> To do: Count every line below that contains "white", then state the total with no other output.

Images for object localization:
[Start of section]
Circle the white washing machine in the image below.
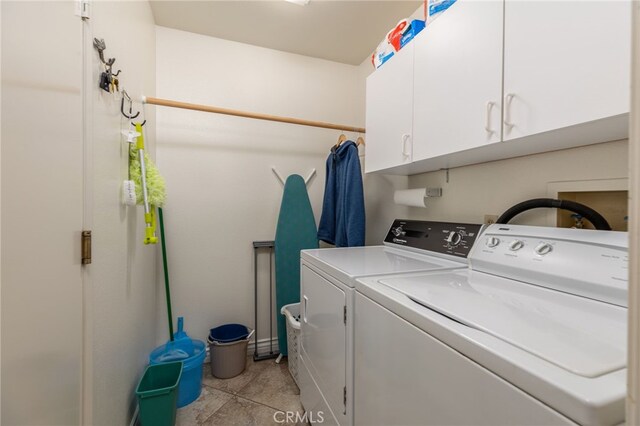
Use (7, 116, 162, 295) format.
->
(355, 224, 628, 426)
(299, 220, 483, 425)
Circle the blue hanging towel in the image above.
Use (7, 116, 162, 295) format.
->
(318, 141, 365, 247)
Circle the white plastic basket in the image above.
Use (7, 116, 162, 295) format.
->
(280, 303, 301, 387)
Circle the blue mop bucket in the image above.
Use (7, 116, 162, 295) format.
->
(208, 324, 254, 379)
(208, 323, 251, 343)
(150, 317, 206, 408)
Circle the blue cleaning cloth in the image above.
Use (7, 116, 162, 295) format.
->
(318, 141, 365, 247)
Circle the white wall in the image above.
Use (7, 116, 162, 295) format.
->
(406, 140, 629, 225)
(85, 2, 157, 425)
(155, 26, 406, 346)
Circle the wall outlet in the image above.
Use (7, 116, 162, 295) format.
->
[End of section]
> Response below: 3